Assignment:
Print out the data precisely as it appears here, with no pictures.

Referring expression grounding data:
———

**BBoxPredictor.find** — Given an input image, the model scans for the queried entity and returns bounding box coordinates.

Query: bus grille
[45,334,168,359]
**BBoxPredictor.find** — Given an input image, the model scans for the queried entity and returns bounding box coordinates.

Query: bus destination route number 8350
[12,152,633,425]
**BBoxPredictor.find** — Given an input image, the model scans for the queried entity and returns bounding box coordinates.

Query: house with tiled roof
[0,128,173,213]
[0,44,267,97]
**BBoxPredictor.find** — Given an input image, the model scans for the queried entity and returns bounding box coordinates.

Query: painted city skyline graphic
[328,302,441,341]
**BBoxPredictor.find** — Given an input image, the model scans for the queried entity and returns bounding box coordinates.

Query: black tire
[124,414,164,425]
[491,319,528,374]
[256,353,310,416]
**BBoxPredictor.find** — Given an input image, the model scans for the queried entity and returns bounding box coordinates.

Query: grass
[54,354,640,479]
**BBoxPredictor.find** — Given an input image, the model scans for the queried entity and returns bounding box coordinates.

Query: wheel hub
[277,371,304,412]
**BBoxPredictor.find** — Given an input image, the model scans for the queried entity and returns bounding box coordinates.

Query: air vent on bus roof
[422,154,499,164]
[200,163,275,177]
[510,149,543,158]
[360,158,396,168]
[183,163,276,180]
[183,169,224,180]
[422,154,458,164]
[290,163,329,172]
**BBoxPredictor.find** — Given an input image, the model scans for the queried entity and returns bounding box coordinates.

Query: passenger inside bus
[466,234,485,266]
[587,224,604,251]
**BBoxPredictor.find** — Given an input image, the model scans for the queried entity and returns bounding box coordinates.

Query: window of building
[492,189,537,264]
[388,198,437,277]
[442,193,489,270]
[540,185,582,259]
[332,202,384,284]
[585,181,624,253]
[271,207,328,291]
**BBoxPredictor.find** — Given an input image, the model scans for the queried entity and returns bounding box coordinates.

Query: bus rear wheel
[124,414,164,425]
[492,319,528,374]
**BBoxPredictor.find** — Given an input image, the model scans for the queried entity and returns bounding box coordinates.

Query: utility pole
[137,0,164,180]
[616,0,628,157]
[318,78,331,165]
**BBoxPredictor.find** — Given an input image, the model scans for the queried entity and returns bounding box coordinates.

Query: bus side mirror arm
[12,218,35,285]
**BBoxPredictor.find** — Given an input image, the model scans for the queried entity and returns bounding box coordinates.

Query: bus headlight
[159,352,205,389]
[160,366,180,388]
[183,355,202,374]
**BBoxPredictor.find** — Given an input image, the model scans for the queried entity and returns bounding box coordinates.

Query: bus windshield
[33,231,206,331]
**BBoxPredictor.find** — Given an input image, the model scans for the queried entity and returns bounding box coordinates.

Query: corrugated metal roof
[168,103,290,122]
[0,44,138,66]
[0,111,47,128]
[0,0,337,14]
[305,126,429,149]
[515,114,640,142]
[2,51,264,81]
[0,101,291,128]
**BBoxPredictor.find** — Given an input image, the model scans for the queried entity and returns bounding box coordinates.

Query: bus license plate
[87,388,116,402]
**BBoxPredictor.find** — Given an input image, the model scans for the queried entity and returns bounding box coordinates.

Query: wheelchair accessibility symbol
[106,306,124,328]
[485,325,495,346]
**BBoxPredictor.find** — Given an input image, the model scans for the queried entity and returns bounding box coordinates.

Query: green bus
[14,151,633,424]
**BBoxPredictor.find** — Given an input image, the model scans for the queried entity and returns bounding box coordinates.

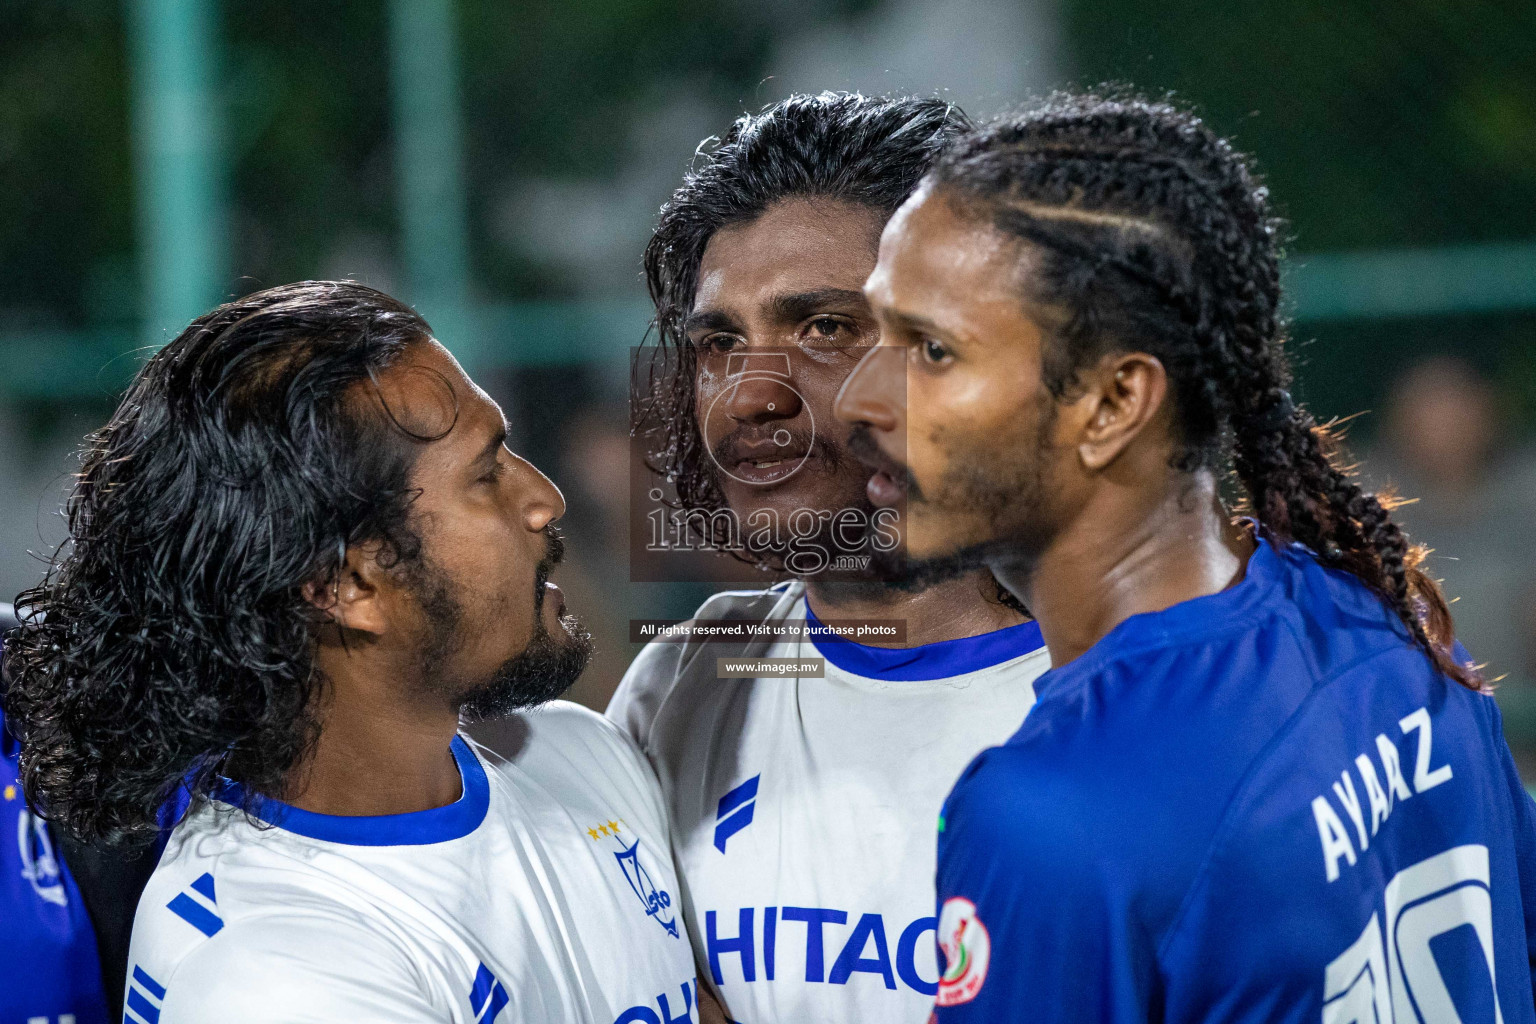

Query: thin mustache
[846,425,908,481]
[533,525,565,610]
[711,429,844,470]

———

Result of this exercise:
**BBoxPredictor.find** — Given an input image, the model scans for the queried entity and returns bounding box coordinates.

Query: bus grille
[45,334,168,359]
**BBoxPredictor.find** — Given an input image, the model scans for the queried entity and returns bounding box coordinates.

Query: bus destination route number 8350
[12,152,633,425]
**BBoxPredictor.find** — Given an input image, the model scans for the queried entity and returns bounding box coordinates.

Query: house with tiled roof
[0,128,173,213]
[0,44,267,97]
**BBoxPredictor.find** — Given an input image, the model scans for the queried entity and returns bounding box coordinates.

Query: painted city skyline graphic
[328,302,441,341]
**BBoxPredictor.find** — Given an input image, the model scans for the queried entity and returns bounding box coordinates.

Query: black tire
[124,414,164,425]
[491,319,528,374]
[256,353,310,416]
**BBoxPredictor.find** — Given an input image, the model scans for the queried entity and returns bounding box coordinates.

Query: grass
[54,354,640,479]
**BBoxPredictor.find** — Given an input image, the model scans for the queried entity and returns bounding box coordinates.

Query: wheel hub
[277,371,304,412]
**BBoxPredictor.find** — Given an input image, the model scans for the queried entity and returns bounding box coordinates.

Query: air vent on bus roof
[422,154,499,164]
[200,163,275,177]
[510,149,543,158]
[360,158,396,168]
[183,163,276,180]
[183,169,224,180]
[422,154,458,164]
[290,163,329,172]
**BBoxPredictor.find** — Given an input image, the model scans for the queried entity and returns bounding box coordinates.

Query: passenger inside bus
[466,234,485,266]
[587,224,604,251]
**BBoxPredictor.find** — Given an input image, the model scans for the queried entity and returns bounding box coordinates.

Query: window of building
[492,189,537,264]
[388,198,437,277]
[442,193,489,270]
[540,185,582,259]
[332,202,384,284]
[585,181,624,253]
[271,207,328,291]
**BBoxPredictor.find** — Given an input image, the model scans for the queried entity and returns bounding box coordinates.

Query: bus rear wheel
[124,414,164,425]
[492,319,528,374]
**BBoxPredictor.find** — Given an input image, the model scans for the queried entity and returns bounding box coordinates.

Query: utility pole
[137,0,164,180]
[616,0,628,157]
[318,78,331,165]
**BBoxPredictor.find** — Given an input image, the model scans for the queried entity and returns bounding box coordinates.

Query: bus side mirror arm
[12,218,35,285]
**BBoxPredictor.find** — Given an input image, the model scans for the queried entity and returns bounding box coordinates.

Query: bus headlight
[159,352,205,389]
[160,366,180,388]
[183,355,202,374]
**BBoxPredictor.find** — Given an input image, the model scans for the queried entity and returns bounding box coordinates.

Query: bus windshield
[33,231,206,331]
**BBoxPredictor.find** — Given an input image, the model scans for the queried entity and returns bounding box coordinates.

Query: corrugated metal roof
[168,103,290,122]
[0,44,138,66]
[0,111,47,128]
[0,0,337,14]
[305,126,429,149]
[515,114,640,142]
[2,51,264,81]
[0,101,291,128]
**BBoxPredictor.find** — Given an input image, the model scans for the queried entity and returns bounding box coordinates.

Query: bus license plate
[87,388,116,402]
**BBoxPredictor.find** — Given an input image, the model scans for the queried entity and returns bounding box coordinates.

Query: wheelchair accessibility symbol
[106,306,124,328]
[485,325,495,346]
**BBoxPredictor.find** — Given an input image, the model scans for the queried entity and returns bounding box coordinates.

Query: green bus
[14,151,633,424]
**BBoxPredictor.find** — Given an input image, the model scans for the queried entity and returns bounding box coordinates.


Query: thin mustache
[846,425,908,481]
[533,525,565,610]
[711,429,844,470]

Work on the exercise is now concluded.